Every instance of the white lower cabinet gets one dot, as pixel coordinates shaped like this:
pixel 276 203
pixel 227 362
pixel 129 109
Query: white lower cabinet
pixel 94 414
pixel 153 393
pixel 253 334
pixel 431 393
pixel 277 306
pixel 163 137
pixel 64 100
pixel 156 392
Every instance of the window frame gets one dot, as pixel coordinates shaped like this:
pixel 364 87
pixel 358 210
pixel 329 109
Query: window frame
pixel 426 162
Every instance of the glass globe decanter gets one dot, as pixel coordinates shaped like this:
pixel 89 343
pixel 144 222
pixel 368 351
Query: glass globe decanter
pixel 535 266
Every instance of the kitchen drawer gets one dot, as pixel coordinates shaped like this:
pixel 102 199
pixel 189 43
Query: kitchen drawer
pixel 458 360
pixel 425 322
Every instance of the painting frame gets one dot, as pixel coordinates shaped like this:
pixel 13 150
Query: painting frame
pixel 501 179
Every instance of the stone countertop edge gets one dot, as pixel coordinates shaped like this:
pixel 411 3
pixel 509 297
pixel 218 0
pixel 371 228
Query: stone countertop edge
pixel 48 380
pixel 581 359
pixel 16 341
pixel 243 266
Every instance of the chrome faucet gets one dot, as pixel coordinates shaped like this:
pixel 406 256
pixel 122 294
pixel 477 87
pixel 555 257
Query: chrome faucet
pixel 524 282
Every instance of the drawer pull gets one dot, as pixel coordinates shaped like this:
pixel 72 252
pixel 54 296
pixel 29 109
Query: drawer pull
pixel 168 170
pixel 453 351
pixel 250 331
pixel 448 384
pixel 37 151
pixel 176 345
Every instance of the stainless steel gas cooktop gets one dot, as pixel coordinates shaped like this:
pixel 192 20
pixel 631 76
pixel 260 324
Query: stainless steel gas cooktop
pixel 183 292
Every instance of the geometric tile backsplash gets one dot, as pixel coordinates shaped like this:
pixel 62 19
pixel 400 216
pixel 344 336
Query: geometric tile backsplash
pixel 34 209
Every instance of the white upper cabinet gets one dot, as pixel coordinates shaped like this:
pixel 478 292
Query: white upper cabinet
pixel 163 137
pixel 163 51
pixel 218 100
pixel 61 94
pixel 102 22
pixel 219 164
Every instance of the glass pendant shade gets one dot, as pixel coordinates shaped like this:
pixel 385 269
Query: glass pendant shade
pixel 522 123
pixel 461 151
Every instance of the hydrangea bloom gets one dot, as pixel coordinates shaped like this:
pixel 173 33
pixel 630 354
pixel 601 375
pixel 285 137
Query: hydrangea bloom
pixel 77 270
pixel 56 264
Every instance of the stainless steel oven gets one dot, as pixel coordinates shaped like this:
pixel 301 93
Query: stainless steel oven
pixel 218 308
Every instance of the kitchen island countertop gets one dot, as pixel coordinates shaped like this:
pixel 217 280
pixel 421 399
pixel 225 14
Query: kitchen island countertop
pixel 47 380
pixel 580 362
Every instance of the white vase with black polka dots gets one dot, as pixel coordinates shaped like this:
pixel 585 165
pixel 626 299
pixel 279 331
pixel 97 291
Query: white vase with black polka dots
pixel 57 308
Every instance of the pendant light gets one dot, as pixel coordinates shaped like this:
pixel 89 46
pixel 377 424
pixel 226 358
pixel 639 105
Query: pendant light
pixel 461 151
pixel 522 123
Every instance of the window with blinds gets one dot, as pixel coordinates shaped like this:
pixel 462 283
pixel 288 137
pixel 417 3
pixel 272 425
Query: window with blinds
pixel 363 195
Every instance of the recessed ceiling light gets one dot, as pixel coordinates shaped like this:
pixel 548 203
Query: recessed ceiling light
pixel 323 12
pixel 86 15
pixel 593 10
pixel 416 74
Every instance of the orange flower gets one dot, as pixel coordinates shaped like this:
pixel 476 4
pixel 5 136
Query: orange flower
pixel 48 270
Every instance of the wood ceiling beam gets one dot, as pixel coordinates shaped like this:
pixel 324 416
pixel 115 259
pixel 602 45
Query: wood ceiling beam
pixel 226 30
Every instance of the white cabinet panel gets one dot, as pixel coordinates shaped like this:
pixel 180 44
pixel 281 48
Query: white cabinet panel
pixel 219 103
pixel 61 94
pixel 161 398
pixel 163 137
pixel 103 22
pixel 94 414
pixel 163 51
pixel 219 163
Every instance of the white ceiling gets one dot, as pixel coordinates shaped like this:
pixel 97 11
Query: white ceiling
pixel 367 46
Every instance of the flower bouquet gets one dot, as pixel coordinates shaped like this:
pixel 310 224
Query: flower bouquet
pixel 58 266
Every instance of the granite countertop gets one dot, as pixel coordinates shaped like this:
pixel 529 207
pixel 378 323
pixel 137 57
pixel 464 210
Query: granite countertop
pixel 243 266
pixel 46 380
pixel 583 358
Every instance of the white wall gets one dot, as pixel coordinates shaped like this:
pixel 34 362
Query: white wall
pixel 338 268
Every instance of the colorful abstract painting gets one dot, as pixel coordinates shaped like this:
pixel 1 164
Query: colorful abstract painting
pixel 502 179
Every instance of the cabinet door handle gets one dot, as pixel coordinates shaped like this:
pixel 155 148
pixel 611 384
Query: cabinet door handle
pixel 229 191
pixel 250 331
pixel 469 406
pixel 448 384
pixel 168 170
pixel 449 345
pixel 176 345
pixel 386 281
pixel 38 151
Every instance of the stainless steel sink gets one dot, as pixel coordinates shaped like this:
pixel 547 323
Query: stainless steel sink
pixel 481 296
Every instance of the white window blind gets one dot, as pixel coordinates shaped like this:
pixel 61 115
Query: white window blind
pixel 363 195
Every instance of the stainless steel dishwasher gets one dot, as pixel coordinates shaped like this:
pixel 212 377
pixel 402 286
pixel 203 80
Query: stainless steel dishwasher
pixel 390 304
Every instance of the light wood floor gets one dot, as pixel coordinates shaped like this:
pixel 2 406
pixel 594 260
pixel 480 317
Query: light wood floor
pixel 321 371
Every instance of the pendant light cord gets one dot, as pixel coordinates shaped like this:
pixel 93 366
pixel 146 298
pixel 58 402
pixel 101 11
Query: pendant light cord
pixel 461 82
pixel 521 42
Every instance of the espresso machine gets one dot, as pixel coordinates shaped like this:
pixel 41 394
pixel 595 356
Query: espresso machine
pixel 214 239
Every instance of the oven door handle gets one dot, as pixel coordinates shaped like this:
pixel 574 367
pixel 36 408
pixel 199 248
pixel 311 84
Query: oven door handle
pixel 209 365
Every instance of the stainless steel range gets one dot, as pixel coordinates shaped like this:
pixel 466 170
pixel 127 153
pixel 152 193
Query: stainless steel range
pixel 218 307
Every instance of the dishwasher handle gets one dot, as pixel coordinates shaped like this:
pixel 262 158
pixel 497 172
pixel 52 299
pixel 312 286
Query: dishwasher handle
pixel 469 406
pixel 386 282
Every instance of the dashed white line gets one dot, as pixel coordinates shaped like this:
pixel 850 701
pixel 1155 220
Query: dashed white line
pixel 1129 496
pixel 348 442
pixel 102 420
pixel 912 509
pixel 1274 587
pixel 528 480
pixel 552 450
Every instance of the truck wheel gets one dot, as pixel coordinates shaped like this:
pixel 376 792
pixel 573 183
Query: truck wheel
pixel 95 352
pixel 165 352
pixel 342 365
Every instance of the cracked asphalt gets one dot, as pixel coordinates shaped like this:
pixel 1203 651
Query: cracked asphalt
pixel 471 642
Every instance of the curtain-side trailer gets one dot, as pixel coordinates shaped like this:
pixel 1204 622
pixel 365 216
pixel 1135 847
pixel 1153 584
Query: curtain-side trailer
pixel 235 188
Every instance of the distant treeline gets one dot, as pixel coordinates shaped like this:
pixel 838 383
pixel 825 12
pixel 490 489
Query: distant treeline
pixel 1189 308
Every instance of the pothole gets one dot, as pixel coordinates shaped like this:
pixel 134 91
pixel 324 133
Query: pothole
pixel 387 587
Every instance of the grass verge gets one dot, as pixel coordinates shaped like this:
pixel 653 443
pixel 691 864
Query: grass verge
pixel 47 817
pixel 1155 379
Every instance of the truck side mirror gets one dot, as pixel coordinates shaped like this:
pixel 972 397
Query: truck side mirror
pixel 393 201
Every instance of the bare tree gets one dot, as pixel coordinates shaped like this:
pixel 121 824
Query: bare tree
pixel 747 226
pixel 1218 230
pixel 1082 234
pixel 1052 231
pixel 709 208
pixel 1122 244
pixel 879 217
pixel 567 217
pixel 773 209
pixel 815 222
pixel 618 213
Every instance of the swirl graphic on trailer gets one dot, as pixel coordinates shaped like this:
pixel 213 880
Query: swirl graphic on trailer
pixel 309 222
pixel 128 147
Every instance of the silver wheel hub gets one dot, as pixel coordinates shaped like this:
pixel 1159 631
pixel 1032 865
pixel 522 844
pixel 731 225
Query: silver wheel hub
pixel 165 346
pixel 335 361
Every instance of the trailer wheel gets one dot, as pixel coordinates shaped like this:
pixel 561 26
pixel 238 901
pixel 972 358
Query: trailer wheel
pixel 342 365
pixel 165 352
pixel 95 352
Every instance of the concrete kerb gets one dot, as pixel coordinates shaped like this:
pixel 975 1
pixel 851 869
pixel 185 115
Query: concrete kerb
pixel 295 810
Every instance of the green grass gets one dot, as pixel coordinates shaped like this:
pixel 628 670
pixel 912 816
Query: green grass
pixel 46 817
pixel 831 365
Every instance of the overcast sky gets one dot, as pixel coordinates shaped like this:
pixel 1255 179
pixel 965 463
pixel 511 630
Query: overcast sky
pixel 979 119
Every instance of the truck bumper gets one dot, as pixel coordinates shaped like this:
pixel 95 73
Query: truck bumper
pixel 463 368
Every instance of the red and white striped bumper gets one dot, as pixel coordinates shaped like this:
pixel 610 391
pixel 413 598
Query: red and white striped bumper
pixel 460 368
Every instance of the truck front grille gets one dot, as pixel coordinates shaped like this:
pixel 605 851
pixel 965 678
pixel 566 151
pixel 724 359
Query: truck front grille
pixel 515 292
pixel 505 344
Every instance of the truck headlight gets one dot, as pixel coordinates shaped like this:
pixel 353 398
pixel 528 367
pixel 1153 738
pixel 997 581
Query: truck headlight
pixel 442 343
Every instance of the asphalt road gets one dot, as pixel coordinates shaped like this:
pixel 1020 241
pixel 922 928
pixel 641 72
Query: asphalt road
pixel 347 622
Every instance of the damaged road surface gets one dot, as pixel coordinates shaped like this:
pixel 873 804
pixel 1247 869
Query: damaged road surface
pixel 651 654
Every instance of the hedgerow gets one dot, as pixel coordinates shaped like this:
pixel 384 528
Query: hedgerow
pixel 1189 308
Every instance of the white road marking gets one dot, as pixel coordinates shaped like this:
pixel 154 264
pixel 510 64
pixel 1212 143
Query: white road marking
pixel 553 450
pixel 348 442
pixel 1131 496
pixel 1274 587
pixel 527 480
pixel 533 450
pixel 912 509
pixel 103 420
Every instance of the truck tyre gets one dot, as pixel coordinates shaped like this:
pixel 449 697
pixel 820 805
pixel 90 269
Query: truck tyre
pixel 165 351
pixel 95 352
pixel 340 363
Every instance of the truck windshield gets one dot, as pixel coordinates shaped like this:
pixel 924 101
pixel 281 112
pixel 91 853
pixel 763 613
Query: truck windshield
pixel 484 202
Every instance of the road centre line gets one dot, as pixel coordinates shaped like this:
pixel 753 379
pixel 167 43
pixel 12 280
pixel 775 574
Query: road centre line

※

## EXERCISE DESCRIPTION
Above are the records; repeat exactly the lines from the one holding "pixel 61 115" down to the one holding "pixel 594 260", end lines included.

## ANSWER TO THE EXERCISE
pixel 61 115
Query: white window blind
pixel 363 195
Every instance of the stainless steel dishwasher gets one dot, as pixel coordinates shaped like this:
pixel 212 377
pixel 402 286
pixel 203 80
Query: stainless steel dishwasher
pixel 390 304
Every instance of the light wood floor gets one dot, as pixel coordinates shaped like this:
pixel 2 406
pixel 594 260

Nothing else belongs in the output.